SOURCE DATA:

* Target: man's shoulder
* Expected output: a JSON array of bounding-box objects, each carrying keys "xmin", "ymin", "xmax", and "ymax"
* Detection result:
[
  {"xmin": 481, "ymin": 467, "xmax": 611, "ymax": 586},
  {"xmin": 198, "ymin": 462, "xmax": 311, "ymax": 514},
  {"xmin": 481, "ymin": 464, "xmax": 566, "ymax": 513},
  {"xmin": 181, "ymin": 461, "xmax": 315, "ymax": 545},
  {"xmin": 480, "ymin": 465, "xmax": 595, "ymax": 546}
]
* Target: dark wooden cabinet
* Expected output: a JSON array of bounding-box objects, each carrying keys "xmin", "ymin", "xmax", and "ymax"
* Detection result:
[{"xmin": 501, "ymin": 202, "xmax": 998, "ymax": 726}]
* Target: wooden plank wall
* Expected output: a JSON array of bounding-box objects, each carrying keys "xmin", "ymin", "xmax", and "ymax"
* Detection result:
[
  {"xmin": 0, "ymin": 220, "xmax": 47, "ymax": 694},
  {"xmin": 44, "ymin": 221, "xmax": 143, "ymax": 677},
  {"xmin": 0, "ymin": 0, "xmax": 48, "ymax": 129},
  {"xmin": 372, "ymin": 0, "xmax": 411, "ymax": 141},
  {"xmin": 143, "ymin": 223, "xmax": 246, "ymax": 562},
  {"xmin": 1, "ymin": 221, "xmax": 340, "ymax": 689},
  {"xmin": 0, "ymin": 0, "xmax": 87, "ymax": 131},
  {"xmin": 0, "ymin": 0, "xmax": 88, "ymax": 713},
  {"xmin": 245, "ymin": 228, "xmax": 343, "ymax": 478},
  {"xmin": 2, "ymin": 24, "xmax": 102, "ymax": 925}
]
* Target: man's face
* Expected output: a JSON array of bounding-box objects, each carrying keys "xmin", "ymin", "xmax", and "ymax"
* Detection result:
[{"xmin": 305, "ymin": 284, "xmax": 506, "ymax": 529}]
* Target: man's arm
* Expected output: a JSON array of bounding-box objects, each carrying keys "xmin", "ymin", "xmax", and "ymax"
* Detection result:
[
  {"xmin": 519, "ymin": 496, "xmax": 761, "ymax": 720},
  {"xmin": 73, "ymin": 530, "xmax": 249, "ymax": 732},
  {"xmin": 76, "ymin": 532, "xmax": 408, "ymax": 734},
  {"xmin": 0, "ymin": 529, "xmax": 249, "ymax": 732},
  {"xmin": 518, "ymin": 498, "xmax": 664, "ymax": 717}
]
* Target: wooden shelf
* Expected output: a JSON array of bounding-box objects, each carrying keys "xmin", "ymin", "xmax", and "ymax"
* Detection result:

TASK REQUIREMENTS: Take from the listing above each line in which the string "Target" is found.

OUTPUT OF THE TASK:
* Target: man's shoulder
* Target: dark wooden cabinet
* Target: wooden plank wall
* Target: man's face
* Target: man's arm
* Target: wooden shelf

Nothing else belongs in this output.